SEU OBJETIVO >>
Por favor, atualize o trecho do texto sobre telessaúde que vai de "A incorporação da" até "da OMS 2020.", inclusive, substituindo "teletriagem" por "triagem remota".

─── TEXTO FORNECIDO

O Programa Telessaude Brasil foi criado com o objetivo de oferecer aos profissionais da Estratégia de Saúde da Família Atenção primária à saúde), uma segunda opinião, por meio das teleconsultorias / teleinterconsultas, gradualmente ampliado para todo o país. Desafios com a conectividade, o desenvolvimento de plataformas digitais, o estabelecimento de padrões, foram enfrentados. Estudos publicados e o monitoramento do Programa demonstraram que a cada duas teleconsultorias oferecidas, evitou-se o encaminhamento de um paciente para outros serviços. Em média, 60% das teleconsultorias levou a uma mudança na conduta inicialmente planejada, reduzindo custos, em especial com o tratamento fora de domicílio, resultando em maior resolubilidade dos casos.

A incorporação da telessaude na teletriagem, reduziu filas de espera por especialidades. Além de qualificar os atendimentos, a telessaude tornou-se uma estratégia de fortalecimento da atuação em rede – apoiando a referência e contra-referência de paciente - e ampliação do acesso ao atendimento humanizado.

A aproximação destas ações com orientações da OPAS Organização Pan Americana de Saúde e da OMS Organização Mundial da Saúde foi natural e ocorreu ao longo de todo este período. Alguns exemplos são: Projeto BID Bens Públicos Regionais RG-T1509 Protocolos Regionais para Políticas Públicas de Telessaúde na América Latina (2009-2013), eTAG eHealth Technical Advisory Group OMS (2013-2019), Conversaciones en Salud, Estratégia de Telessaúde para países da CPLP, citação da RUTE na Plataforma de Saúde Digital da OMS 2020.

──────
─── ITENS FORNECIDOS

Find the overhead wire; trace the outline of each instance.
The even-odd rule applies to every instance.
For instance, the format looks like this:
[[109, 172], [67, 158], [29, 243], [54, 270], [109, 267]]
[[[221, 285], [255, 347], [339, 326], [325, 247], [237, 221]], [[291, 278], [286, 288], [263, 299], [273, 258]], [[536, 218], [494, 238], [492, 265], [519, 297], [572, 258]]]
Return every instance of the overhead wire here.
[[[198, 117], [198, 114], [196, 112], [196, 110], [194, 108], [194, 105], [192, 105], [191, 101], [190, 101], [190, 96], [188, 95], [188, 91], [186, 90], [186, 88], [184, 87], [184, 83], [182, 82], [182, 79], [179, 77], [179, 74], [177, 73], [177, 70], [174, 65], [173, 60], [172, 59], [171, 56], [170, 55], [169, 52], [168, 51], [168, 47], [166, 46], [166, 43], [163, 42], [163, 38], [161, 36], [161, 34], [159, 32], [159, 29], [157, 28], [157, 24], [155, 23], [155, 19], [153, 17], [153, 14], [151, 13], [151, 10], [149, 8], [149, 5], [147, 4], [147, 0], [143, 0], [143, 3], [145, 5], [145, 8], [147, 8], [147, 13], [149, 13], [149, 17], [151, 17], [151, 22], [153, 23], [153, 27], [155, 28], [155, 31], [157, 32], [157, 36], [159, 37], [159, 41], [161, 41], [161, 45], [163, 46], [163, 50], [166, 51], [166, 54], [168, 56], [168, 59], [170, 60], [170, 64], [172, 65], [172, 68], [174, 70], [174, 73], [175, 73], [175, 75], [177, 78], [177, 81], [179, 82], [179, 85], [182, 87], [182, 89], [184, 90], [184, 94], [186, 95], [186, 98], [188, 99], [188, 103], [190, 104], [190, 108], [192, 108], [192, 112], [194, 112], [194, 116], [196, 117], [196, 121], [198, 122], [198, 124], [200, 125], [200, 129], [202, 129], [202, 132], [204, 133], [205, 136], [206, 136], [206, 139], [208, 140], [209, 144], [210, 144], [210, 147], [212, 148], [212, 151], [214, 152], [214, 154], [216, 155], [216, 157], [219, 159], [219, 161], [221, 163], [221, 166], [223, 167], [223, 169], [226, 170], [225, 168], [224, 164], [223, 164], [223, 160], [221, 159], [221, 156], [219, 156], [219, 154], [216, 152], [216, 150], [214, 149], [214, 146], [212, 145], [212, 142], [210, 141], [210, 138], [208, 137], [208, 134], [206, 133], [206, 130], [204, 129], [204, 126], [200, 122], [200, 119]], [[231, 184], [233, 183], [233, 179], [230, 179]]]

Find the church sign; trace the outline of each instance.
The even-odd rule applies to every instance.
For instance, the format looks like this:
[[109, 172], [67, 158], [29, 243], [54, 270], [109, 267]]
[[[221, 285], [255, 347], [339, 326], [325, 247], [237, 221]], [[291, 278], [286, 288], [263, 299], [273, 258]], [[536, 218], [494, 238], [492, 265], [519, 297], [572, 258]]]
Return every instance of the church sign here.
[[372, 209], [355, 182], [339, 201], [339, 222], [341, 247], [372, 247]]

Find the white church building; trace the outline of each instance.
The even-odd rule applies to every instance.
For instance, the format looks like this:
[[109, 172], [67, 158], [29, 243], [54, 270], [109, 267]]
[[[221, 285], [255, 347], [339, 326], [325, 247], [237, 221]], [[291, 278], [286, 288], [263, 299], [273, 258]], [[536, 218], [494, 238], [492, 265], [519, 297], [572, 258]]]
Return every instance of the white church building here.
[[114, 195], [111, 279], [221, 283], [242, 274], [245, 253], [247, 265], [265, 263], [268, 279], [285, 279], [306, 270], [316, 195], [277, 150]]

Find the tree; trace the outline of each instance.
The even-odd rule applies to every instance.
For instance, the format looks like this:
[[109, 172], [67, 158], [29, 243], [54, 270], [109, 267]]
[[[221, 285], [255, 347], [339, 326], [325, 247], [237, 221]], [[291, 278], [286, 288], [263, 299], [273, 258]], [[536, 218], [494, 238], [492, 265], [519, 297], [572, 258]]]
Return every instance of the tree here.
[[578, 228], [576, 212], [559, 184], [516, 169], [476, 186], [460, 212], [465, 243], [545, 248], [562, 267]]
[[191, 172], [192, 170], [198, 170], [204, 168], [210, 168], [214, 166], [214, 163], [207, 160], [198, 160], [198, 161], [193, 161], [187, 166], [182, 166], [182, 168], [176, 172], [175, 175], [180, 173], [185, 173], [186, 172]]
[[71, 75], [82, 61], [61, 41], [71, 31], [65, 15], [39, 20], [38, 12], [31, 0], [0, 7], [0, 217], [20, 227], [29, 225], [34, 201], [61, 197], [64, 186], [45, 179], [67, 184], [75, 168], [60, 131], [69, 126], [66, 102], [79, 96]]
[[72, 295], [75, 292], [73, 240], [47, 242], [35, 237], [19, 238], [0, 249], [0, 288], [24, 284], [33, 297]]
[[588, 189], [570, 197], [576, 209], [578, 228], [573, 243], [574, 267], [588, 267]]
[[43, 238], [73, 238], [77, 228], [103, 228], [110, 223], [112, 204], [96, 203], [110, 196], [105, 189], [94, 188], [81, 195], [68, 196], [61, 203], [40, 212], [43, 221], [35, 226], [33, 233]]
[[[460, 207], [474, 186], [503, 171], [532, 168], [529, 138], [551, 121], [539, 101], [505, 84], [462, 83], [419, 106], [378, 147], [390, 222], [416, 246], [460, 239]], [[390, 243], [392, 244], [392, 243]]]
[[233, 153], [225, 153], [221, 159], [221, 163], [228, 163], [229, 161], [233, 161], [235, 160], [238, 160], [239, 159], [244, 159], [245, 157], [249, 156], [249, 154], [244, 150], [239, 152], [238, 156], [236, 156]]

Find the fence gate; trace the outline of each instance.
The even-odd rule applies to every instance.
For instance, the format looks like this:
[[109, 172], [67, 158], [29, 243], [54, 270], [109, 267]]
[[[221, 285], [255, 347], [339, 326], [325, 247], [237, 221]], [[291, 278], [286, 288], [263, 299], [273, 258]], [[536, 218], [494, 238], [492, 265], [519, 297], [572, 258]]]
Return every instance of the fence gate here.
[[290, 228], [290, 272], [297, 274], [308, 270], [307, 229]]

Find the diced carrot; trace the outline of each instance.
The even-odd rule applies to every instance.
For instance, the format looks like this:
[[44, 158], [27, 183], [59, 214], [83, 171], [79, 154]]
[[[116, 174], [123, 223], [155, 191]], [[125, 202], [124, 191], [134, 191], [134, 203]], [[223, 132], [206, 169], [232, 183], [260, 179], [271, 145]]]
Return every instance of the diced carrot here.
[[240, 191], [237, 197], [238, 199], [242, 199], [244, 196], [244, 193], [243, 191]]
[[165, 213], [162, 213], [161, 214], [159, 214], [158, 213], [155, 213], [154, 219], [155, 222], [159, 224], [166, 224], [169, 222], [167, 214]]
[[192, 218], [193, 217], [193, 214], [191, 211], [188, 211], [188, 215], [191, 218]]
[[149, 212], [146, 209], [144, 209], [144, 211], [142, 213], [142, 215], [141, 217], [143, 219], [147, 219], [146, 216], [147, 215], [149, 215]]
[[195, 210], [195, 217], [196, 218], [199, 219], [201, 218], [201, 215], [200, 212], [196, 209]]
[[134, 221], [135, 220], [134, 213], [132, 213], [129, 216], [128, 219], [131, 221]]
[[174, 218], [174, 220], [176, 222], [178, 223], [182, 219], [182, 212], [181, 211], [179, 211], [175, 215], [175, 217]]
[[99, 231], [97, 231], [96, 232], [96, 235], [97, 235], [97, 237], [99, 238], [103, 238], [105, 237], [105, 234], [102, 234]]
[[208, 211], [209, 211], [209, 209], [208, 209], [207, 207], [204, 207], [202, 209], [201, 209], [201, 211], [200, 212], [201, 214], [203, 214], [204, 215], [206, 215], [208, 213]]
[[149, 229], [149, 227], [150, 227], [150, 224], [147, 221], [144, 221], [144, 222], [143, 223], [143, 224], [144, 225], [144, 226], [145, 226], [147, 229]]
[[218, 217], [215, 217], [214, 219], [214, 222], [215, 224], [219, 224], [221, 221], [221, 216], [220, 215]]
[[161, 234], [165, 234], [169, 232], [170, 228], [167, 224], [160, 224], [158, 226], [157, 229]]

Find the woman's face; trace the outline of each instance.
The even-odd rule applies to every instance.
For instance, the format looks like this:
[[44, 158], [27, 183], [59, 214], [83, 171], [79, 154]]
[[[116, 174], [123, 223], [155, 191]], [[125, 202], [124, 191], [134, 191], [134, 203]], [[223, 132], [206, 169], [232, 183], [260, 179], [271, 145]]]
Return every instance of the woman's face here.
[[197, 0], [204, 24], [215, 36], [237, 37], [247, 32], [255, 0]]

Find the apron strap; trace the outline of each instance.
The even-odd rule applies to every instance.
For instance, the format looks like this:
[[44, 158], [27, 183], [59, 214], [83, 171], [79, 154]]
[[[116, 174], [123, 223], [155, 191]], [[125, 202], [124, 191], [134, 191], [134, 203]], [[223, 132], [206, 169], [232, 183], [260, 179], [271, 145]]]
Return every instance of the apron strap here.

──────

RESPOSTA FINAL >>
A incorporação da telessaude na triagem remota, reduziu filas de espera por especialidades. Além de qualificar os atendimentos, a telessaude tornou-se uma estratégia de fortalecimento da atuação em rede – apoiando a referência e contra-referência de paciente - e ampliação do acesso ao atendimento humanizado.

A aproximação destas ações com orientações da OPAS Organização Pan Americana de Saúde e da OMS Organização Mundial da Saúde foi natural e ocorreu ao longo de todo este período. Alguns exemplos são: Projeto BID Bens Públicos Regionais RG-T1509 Protocolos Regionais para Políticas Públicas de Telessaúde na América Latina (2009-2013), eTAG eHealth Technical Advisory Group OMS (2013-2019), Conversaciones en Salud, Estratégia de Telessaúde para países da CPLP, citação da RUTE na Plataforma de Saúde Digital da OMS 2020.